## What the task requires
Your task is to copy every record exactly.

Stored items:

##############################

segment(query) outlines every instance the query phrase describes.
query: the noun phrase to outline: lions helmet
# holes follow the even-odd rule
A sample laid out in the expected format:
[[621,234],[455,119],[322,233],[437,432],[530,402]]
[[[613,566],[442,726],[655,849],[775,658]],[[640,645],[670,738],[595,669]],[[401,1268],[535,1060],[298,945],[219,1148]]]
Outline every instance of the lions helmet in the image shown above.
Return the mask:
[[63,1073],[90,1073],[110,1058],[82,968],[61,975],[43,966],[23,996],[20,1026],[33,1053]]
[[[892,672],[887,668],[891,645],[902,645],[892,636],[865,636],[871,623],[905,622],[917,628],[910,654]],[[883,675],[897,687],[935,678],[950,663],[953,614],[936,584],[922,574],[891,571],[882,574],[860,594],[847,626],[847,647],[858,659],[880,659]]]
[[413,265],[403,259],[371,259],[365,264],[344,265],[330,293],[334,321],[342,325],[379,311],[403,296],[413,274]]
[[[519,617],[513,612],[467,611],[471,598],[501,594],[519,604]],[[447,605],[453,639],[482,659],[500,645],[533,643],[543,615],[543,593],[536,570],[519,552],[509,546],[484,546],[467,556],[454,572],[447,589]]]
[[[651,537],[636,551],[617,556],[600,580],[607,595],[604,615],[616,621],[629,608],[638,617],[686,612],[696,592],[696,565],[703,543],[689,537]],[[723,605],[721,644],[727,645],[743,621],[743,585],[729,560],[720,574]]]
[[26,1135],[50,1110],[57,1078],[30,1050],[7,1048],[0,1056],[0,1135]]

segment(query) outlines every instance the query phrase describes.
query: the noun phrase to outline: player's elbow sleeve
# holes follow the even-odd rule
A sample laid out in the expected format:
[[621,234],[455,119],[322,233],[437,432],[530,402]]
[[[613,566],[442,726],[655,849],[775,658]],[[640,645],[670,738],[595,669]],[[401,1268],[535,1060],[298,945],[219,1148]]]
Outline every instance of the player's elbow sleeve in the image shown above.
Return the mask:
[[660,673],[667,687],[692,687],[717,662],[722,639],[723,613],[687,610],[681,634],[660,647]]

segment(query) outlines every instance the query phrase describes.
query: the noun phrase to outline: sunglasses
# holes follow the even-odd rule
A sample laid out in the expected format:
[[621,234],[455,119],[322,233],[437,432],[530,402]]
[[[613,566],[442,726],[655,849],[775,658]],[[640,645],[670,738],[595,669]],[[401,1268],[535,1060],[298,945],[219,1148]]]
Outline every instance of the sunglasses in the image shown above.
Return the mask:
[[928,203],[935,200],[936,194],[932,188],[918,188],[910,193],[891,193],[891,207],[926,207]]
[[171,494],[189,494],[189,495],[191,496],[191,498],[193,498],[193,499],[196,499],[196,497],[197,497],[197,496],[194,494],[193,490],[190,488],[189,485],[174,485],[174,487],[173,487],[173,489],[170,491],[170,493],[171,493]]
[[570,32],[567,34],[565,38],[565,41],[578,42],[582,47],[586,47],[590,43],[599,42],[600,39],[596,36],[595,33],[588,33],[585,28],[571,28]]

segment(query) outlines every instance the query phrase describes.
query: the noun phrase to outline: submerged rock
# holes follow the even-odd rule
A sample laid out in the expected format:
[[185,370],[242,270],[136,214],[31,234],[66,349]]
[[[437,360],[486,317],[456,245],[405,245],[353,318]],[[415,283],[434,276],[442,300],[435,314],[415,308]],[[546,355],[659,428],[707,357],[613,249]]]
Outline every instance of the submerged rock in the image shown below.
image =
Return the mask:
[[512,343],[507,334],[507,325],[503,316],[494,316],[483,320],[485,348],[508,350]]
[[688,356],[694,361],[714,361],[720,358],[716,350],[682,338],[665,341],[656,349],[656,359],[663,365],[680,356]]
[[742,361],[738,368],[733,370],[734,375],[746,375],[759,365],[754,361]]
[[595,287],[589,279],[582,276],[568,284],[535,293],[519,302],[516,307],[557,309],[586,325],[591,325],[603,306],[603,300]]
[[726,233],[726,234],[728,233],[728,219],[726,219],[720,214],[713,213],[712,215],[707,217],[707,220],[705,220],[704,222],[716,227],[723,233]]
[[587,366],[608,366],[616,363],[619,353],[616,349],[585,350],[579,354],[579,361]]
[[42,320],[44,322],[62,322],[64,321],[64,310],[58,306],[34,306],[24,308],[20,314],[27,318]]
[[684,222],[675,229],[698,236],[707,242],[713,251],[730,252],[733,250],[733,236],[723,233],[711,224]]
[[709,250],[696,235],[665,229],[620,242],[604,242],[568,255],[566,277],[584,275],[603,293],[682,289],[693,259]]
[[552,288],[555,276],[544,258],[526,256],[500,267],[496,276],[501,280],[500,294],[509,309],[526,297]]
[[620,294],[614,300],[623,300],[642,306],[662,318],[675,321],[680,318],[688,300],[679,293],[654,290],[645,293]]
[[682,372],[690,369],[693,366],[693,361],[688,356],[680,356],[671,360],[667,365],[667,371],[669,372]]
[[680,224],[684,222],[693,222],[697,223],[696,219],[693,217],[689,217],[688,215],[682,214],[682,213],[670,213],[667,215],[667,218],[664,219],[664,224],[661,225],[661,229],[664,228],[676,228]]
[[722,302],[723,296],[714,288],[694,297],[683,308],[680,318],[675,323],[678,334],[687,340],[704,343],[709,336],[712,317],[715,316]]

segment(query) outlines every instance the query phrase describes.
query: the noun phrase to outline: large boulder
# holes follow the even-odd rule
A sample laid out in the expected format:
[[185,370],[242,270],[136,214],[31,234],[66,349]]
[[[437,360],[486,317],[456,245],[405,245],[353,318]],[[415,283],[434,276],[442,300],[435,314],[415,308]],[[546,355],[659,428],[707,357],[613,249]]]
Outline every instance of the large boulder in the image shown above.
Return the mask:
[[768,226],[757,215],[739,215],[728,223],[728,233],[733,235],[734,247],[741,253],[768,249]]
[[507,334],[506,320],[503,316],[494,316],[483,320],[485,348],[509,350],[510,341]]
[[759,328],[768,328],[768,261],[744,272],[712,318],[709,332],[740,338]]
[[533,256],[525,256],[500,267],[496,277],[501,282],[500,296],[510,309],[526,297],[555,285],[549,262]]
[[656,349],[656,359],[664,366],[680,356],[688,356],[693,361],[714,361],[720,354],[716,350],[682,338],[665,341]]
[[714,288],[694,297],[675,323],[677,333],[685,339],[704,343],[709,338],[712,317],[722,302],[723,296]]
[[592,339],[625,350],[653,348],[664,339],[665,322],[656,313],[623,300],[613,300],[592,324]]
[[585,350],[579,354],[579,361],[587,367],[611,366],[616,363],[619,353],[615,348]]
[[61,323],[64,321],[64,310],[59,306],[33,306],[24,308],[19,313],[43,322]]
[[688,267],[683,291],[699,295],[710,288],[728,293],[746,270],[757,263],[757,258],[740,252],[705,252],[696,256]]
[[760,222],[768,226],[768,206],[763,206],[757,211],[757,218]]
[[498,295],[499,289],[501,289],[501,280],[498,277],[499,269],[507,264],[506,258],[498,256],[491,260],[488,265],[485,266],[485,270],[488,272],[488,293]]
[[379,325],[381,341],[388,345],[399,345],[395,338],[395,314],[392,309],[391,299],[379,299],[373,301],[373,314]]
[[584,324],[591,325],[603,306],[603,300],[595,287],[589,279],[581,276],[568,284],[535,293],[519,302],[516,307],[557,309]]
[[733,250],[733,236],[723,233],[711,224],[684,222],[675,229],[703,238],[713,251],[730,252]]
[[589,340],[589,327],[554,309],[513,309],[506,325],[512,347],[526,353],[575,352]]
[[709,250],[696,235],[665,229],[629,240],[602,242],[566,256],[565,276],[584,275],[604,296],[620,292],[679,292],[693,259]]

##############################

## Reply
segment(query) outlines every instance the query phrase describes.
query: the noun phrase to outline: lions helmet
# holes follow the even-odd rule
A sample laid out in the expected format:
[[621,234],[455,119],[322,233],[437,432],[530,402]]
[[[613,566],[442,726],[655,849],[775,658]],[[640,645],[670,738],[595,669]],[[401,1268],[535,1060],[298,945],[219,1148]]]
Outline every instance of the lions helmet in the image shown above.
Return the mask:
[[63,1073],[90,1073],[110,1058],[82,968],[61,975],[43,966],[23,996],[20,1026],[33,1053]]
[[[892,672],[887,668],[891,645],[902,645],[892,636],[865,636],[871,623],[905,622],[917,628],[910,654]],[[883,675],[897,687],[935,678],[950,663],[953,614],[936,584],[922,574],[891,571],[882,574],[860,594],[847,626],[847,647],[858,659],[880,659]]]
[[413,265],[403,259],[371,259],[365,264],[344,265],[330,293],[334,321],[342,325],[379,311],[403,296],[413,274]]
[[[519,617],[513,612],[467,611],[471,598],[501,594],[519,604]],[[447,605],[453,639],[482,659],[500,645],[533,643],[543,615],[543,593],[536,570],[519,552],[509,546],[484,546],[467,556],[454,572],[447,589]]]
[[[651,537],[636,551],[617,556],[600,580],[607,595],[604,615],[616,621],[629,608],[638,617],[686,612],[696,592],[696,565],[703,543],[689,537]],[[723,605],[721,644],[727,645],[743,621],[743,585],[729,560],[720,574]]]
[[26,1135],[50,1110],[57,1078],[30,1050],[7,1048],[0,1056],[0,1135]]

segment(query) outlines every instance the query phrase describes.
query: the noun phrase to outline: player's elbow sleeve
# holes follow the even-odd rule
A sample laid out in the expected format:
[[621,234],[455,119],[322,233],[437,432],[530,402]]
[[[613,566],[442,726],[655,849],[775,658]],[[640,645],[670,738],[595,669]],[[401,1268],[535,1060],[298,945],[219,1148]]]
Outline every instance of the player's elbow sleeve in the image shown above.
Return the mask:
[[660,673],[667,687],[692,687],[717,662],[722,639],[723,613],[687,610],[681,634],[660,647]]

segment(query) outlines every instance the query phrase describes.
query: the noun phrase to outline: sunglasses
# holes follow the even-odd rule
A sample laid out in the expected format:
[[621,234],[455,119],[322,233],[437,432],[530,402]]
[[[613,566],[442,726],[655,849],[775,658]],[[640,645],[670,738],[595,669]],[[401,1268],[535,1060],[298,945],[219,1148]]]
Outline every instance of the sunglasses in the image shown above.
Return the mask:
[[928,203],[935,200],[936,194],[932,188],[918,188],[910,193],[891,193],[891,207],[926,207]]
[[171,494],[189,494],[189,495],[191,496],[191,498],[193,498],[193,499],[196,499],[196,497],[197,497],[197,496],[194,494],[193,490],[190,488],[189,485],[174,485],[174,487],[173,487],[173,489],[170,491],[170,493],[171,493]]
[[570,32],[567,34],[565,38],[565,41],[578,42],[582,47],[586,47],[590,43],[599,42],[600,39],[596,36],[595,33],[588,33],[585,28],[571,28]]

segment(query) outlines every instance the query phrase describes.
query: the noun phrase to outline: submerged rock
# holes follow the even-odd rule
A sample laid out in the expected format:
[[185,370],[242,270],[136,214],[31,234],[66,349]]
[[[437,360],[486,317],[456,245],[405,245],[353,318]],[[415,283],[434,276],[442,300],[435,314],[415,308]],[[546,355],[659,428],[707,357],[613,249]]]
Outline every instance of the submerged rock in the image shown below.
image =
Return the mask:
[[512,343],[507,334],[507,325],[503,316],[494,316],[483,320],[485,348],[508,350]]
[[688,356],[694,361],[714,361],[720,358],[716,350],[682,338],[665,341],[656,349],[656,359],[663,365],[680,356]]
[[742,361],[738,368],[733,370],[734,375],[746,375],[759,365],[754,361]]
[[595,287],[589,279],[582,276],[568,284],[535,293],[519,302],[516,307],[557,309],[586,325],[591,325],[603,306],[603,300]]
[[726,233],[726,234],[728,233],[728,219],[726,219],[720,214],[713,213],[712,215],[707,217],[707,220],[705,220],[704,222],[716,227],[723,233]]
[[587,366],[608,366],[616,363],[619,353],[616,349],[585,350],[579,354],[579,361]]
[[42,320],[44,322],[62,322],[64,321],[64,310],[58,306],[34,306],[24,308],[20,314],[27,318]]
[[684,222],[675,229],[698,236],[707,242],[713,251],[730,252],[733,250],[733,236],[723,233],[711,224]]
[[709,250],[696,235],[665,229],[620,242],[604,242],[568,255],[566,277],[584,275],[603,293],[682,289],[693,259]]
[[552,288],[555,276],[544,258],[526,256],[500,267],[496,276],[501,280],[500,294],[509,309],[526,297]]
[[620,294],[614,300],[623,300],[642,306],[662,318],[675,321],[680,318],[688,300],[679,293],[654,290],[645,293]]
[[682,372],[690,369],[693,366],[693,361],[688,356],[680,356],[671,360],[667,365],[667,371],[669,372]]
[[680,224],[684,222],[693,222],[697,223],[696,219],[693,217],[689,217],[688,215],[682,214],[682,213],[670,213],[667,215],[667,218],[664,219],[664,224],[661,225],[661,229],[664,228],[676,228]]
[[722,302],[723,296],[714,288],[694,297],[683,308],[680,318],[675,323],[678,334],[687,340],[704,343],[709,336],[712,317],[715,316]]

segment(query) outlines every instance the query phrase describes.
query: the noun phrase to outline: large boulder
# holes follow the even-odd rule
A sample laid out in the expected format:
[[185,370],[242,270],[136,214],[31,234],[66,349]]
[[[437,360],[486,317],[456,245],[405,245],[353,318]],[[415,283],[434,276],[442,300],[435,314],[415,308]],[[546,355],[659,428],[707,357],[613,249]]]
Outline every instance of the large boulder in the image shown above.
Return the mask:
[[768,226],[757,215],[739,215],[728,223],[728,233],[733,235],[734,247],[741,253],[768,249]]
[[507,334],[506,320],[503,316],[494,316],[483,320],[485,348],[509,350],[510,341]]
[[759,328],[768,328],[768,261],[744,272],[712,318],[709,332],[740,338]]
[[533,256],[525,256],[500,267],[496,277],[501,282],[500,296],[510,309],[526,297],[555,285],[549,262]]
[[656,349],[656,359],[664,366],[680,356],[688,356],[693,361],[714,361],[720,354],[716,350],[682,338],[665,341]]
[[714,288],[694,297],[675,323],[677,333],[685,339],[704,343],[709,338],[712,317],[722,302],[723,296]]
[[592,339],[625,350],[653,348],[664,339],[665,322],[656,313],[623,300],[613,300],[592,324]]
[[585,350],[579,354],[579,361],[587,367],[611,366],[616,363],[619,353],[615,348]]
[[61,323],[64,321],[64,310],[59,306],[33,306],[24,308],[19,313],[43,322]]
[[688,267],[683,291],[699,295],[710,288],[728,293],[746,270],[757,263],[757,258],[740,252],[705,252],[696,256]]
[[760,222],[768,226],[768,206],[763,206],[757,211],[757,218]]
[[498,295],[499,289],[501,289],[501,280],[498,277],[499,269],[507,264],[506,258],[498,256],[491,260],[488,265],[485,266],[485,270],[488,272],[488,293]]
[[379,325],[381,341],[388,345],[399,345],[395,338],[395,314],[392,309],[391,299],[379,299],[373,301],[373,314]]
[[584,324],[591,325],[603,306],[603,300],[595,287],[589,279],[581,276],[568,284],[535,293],[519,302],[516,307],[557,309]]
[[733,250],[733,236],[723,233],[711,224],[684,222],[675,229],[703,238],[713,251],[730,252]]
[[589,340],[589,327],[554,309],[513,309],[506,325],[512,347],[526,353],[575,352]]
[[709,250],[696,235],[665,229],[629,240],[602,242],[566,256],[565,276],[584,275],[604,296],[620,292],[679,292],[693,259]]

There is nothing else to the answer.